** start of Extract to read **

Three steps forward, two steps back seems to be the mantra for Sam and I. The bruises are almost completely gone, my nerves are getting more steady. On Thursday we hauled hay and while running in and out of the main barn, Sam apparently was upset with my purposeful walk and again turned her butt on me. This time I was ready. Her back arched, and the correction came swiftly. Stopped in her tracks with a seriously stunned look. She knew she had messed up, something was going to happen because I came back with a halter. "Oh no your not catching me!" She didn't have to say it, her message was very clear. However, so was mine. After a few moments the halter was on and Miss Sam went to horsey timeout. This allowed me to have access to the hallway of the barn, and didn't let her get away with acting ugly. My son and I finished unloading the hay and had lunch while Sam was in timeout. She had plenty of time to think about why she was standing there.

** end of Extract to read **
** start of Records shown **

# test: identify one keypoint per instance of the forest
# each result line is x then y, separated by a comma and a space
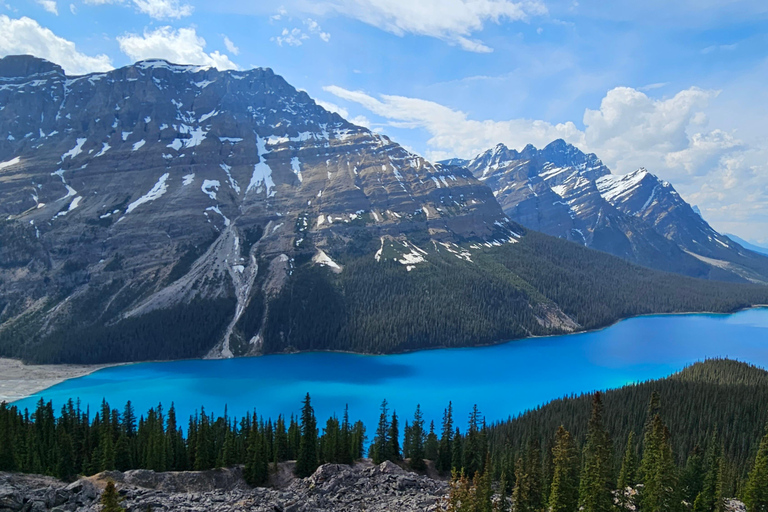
380, 307
687, 442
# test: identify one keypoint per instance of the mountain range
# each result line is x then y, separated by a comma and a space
561, 191
162, 211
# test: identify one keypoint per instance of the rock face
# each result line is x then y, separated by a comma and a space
331, 488
157, 194
564, 192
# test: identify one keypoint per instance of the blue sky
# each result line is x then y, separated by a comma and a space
677, 87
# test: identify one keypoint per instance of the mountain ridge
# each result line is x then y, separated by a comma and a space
564, 192
161, 211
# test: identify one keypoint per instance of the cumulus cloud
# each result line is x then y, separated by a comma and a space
296, 36
26, 36
157, 9
314, 28
163, 9
452, 132
453, 21
332, 107
49, 5
292, 37
712, 168
181, 46
231, 47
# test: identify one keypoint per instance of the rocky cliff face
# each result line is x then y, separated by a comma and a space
569, 194
331, 488
164, 195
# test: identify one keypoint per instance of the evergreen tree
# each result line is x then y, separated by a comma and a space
110, 500
381, 445
692, 478
445, 450
756, 490
595, 487
416, 448
394, 440
708, 500
431, 446
306, 463
658, 470
564, 491
521, 498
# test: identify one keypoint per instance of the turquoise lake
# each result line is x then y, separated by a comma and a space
502, 380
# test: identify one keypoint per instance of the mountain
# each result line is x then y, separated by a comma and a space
161, 211
564, 192
749, 246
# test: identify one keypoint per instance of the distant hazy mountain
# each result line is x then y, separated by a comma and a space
752, 247
569, 194
160, 211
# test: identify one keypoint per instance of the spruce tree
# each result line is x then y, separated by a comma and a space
658, 470
416, 448
564, 491
445, 450
306, 463
595, 485
708, 500
110, 500
381, 445
756, 490
431, 446
394, 440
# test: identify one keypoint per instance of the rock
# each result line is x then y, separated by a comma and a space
333, 487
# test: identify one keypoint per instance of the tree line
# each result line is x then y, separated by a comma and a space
584, 462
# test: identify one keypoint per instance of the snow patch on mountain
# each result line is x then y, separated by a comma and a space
160, 188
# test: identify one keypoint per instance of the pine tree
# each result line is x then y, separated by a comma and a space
306, 463
564, 492
521, 498
110, 500
708, 499
692, 478
431, 446
595, 488
756, 490
381, 445
445, 450
416, 448
658, 470
394, 451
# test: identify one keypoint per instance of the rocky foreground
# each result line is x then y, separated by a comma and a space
363, 486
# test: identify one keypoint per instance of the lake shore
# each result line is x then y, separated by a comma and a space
19, 380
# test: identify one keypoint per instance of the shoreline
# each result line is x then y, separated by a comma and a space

** end of Records shown **

● **Work to complete**: Render this sentence from the passage about hauling hay with Sam in Spanish: "My son and I finished unloading the hay and had lunch while Sam was in timeout."

● **Final result**: Mi hijo y yo terminamos de descargar el heno y almorzamos mientras Sam estaba en su tiempo de castigo.